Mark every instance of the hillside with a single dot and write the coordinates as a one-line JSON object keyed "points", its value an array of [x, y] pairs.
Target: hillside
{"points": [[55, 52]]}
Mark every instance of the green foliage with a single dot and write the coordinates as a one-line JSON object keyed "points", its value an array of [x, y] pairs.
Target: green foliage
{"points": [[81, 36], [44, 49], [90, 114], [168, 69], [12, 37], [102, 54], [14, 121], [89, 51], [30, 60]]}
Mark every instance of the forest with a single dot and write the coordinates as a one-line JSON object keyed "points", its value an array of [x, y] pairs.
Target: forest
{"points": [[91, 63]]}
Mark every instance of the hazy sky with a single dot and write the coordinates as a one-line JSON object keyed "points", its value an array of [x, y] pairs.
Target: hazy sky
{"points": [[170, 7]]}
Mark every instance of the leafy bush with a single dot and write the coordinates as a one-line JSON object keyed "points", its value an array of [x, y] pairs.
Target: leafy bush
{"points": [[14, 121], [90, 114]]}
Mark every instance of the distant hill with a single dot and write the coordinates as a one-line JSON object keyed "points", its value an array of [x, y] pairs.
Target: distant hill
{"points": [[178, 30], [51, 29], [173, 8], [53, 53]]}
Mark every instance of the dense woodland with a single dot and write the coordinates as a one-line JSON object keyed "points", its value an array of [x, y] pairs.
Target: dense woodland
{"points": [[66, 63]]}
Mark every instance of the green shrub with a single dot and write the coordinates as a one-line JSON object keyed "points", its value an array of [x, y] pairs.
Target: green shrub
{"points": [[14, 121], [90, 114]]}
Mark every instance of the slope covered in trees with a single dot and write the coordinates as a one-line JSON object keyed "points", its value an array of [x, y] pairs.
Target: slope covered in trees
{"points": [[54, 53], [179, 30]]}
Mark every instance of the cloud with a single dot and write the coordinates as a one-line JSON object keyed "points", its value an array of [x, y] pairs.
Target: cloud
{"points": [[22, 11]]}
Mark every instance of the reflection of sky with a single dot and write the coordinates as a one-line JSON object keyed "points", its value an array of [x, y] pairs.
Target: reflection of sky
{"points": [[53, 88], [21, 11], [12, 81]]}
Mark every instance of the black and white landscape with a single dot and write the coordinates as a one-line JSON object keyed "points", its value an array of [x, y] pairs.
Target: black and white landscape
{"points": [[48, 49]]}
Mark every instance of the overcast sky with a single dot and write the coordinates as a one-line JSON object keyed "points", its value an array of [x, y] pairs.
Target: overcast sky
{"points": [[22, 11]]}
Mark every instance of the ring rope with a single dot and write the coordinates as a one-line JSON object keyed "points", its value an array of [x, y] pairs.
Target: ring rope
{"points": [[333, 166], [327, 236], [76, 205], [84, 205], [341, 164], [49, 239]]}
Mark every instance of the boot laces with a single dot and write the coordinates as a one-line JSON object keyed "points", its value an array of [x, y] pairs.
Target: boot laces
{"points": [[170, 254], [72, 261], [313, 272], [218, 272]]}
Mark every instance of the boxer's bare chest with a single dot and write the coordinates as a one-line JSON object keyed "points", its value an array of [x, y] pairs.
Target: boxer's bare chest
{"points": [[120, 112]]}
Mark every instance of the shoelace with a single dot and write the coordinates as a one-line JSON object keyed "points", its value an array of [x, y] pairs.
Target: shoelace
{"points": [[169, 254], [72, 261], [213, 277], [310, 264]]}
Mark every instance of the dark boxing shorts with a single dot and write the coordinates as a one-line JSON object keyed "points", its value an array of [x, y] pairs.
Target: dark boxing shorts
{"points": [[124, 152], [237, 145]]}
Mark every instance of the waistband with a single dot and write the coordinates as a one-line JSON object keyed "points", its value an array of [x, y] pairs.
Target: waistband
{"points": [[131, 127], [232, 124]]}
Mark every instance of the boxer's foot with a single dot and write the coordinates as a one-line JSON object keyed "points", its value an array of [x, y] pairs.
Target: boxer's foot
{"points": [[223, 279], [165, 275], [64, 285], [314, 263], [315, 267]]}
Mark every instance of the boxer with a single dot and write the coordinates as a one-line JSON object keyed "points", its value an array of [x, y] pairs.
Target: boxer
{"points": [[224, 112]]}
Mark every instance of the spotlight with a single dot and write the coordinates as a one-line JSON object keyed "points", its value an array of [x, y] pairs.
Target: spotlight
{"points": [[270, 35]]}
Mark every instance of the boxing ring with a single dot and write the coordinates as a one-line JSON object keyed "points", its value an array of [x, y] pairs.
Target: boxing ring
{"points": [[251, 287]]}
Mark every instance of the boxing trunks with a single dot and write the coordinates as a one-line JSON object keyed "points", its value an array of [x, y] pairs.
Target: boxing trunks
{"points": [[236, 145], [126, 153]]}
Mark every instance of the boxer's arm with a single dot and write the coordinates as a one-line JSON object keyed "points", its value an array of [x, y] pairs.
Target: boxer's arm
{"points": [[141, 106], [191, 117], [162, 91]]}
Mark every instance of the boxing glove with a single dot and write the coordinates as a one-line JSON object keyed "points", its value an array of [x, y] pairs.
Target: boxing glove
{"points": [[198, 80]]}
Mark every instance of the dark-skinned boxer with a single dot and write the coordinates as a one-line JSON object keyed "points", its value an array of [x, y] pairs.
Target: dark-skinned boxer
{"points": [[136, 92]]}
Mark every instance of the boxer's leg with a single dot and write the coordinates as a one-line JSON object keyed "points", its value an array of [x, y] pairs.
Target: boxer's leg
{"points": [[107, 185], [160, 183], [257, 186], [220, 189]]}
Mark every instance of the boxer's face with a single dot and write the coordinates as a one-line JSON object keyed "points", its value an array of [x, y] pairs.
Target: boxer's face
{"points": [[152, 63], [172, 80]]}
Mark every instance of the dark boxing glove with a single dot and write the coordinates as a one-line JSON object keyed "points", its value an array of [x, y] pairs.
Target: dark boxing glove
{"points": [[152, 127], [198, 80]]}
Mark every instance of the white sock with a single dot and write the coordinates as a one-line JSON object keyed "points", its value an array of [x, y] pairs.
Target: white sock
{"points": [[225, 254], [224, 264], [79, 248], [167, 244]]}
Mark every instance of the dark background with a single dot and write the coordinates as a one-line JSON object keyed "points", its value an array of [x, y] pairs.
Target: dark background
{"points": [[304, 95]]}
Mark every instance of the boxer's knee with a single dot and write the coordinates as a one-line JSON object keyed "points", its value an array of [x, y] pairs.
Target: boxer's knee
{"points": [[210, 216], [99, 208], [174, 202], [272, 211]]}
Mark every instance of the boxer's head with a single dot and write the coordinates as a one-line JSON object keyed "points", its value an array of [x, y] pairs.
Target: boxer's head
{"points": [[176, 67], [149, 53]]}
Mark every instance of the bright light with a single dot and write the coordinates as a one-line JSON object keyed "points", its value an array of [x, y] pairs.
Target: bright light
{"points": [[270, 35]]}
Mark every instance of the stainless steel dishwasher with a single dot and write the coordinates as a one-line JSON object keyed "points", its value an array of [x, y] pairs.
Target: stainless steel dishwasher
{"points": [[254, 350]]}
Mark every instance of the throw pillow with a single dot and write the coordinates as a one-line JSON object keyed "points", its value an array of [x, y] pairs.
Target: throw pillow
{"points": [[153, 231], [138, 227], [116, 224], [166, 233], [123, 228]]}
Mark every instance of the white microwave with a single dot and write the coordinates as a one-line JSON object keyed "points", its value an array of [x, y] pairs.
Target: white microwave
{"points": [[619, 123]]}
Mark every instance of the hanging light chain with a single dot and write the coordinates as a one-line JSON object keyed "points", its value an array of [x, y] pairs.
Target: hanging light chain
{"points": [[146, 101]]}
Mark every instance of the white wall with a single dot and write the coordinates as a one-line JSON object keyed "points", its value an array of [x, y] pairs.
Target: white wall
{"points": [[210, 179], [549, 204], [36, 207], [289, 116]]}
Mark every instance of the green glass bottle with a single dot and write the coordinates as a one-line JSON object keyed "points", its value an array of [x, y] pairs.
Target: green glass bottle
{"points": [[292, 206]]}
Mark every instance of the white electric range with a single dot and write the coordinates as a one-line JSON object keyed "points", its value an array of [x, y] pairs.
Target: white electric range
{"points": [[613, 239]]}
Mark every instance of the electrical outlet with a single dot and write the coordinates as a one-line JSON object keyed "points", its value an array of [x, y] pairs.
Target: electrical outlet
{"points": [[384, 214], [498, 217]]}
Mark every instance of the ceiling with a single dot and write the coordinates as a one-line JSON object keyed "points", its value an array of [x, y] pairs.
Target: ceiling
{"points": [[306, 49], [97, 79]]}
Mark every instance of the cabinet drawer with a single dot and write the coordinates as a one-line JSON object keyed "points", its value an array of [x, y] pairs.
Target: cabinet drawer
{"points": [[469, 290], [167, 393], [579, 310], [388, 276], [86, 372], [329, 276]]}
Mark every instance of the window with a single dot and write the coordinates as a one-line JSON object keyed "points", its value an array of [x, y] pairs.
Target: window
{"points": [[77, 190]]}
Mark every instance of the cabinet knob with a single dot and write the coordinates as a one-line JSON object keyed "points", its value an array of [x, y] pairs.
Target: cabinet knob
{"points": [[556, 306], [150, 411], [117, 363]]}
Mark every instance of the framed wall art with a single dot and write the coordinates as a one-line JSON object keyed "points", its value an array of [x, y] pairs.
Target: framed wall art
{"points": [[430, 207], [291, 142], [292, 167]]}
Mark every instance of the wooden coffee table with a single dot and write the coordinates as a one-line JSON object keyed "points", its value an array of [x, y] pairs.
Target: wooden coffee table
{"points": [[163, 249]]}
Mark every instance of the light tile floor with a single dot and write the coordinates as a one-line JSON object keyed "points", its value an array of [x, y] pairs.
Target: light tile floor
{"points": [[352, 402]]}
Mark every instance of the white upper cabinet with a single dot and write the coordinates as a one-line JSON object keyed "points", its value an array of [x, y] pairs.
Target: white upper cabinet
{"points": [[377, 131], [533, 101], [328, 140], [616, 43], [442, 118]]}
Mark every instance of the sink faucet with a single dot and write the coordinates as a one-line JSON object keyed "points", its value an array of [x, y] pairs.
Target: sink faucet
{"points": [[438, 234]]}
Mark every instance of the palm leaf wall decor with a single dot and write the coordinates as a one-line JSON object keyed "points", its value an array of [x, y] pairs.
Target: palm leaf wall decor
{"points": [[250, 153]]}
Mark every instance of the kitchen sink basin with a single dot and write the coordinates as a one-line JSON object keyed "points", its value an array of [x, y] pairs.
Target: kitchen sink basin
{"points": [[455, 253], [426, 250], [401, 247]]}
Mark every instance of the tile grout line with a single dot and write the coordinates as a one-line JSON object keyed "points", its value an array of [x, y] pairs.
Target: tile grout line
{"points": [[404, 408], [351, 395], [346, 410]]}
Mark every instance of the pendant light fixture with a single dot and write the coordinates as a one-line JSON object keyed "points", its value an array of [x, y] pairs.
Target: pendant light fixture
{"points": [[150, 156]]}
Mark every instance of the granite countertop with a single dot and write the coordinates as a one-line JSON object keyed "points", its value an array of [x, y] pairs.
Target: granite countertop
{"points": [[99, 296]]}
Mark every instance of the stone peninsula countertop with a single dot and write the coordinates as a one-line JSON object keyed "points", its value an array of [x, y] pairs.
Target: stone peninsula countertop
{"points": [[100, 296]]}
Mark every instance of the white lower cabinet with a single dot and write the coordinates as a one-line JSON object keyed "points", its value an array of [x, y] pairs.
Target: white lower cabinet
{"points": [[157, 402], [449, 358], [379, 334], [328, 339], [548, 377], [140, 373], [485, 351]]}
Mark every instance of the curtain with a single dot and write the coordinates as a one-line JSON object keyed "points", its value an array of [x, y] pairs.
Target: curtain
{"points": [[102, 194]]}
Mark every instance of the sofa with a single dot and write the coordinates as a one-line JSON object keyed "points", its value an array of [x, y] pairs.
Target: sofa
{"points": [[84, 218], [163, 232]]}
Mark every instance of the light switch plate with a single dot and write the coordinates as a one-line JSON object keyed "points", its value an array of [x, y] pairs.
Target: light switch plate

========================

▶ WHAT YOU HAVE TO DO: Quote, without alteration, the final stretch of the entries: the line with "Mark every instance of the granite" onward to the last line.

▶ ANSWER TO THE TASK:
Mark every instance of the granite countertop with a single dot and write the coordinates as a one-line JSON object keyed "points", its value an array of [x, y] pairs.
Target: granite countertop
{"points": [[99, 296]]}
Mark every instance of the stone peninsula countertop with a single dot and write the coordinates as a one-line JSON object keyed "points", its value an array of [x, y] pairs.
Target: stone peninsula countertop
{"points": [[100, 296]]}
Mark every instance of the white lower cabinet with a single dot and write the coordinates as a one-line JSON object keyed "points", its value an array of [x, y] pairs.
Target: white lower cabinet
{"points": [[157, 402], [449, 358], [379, 334], [328, 339], [548, 377], [140, 373], [485, 351]]}
Mark every instance of the curtain with a single dot and write the coordinates as a one-line JSON object keyed "points", its value an array of [x, y] pairs.
Target: curtain
{"points": [[102, 194]]}
Mark every instance of the sofa with a single dot and write the coordinates as a one-line JSON object keyed "points", its value an array of [x, y] pairs.
Target: sofa
{"points": [[84, 218], [163, 232]]}
Mark every instance of the light switch plate with a single dot and write the coordinates as a one-line JSON object keyed "points", its value an array of [x, y] pairs.
Target: light switch plate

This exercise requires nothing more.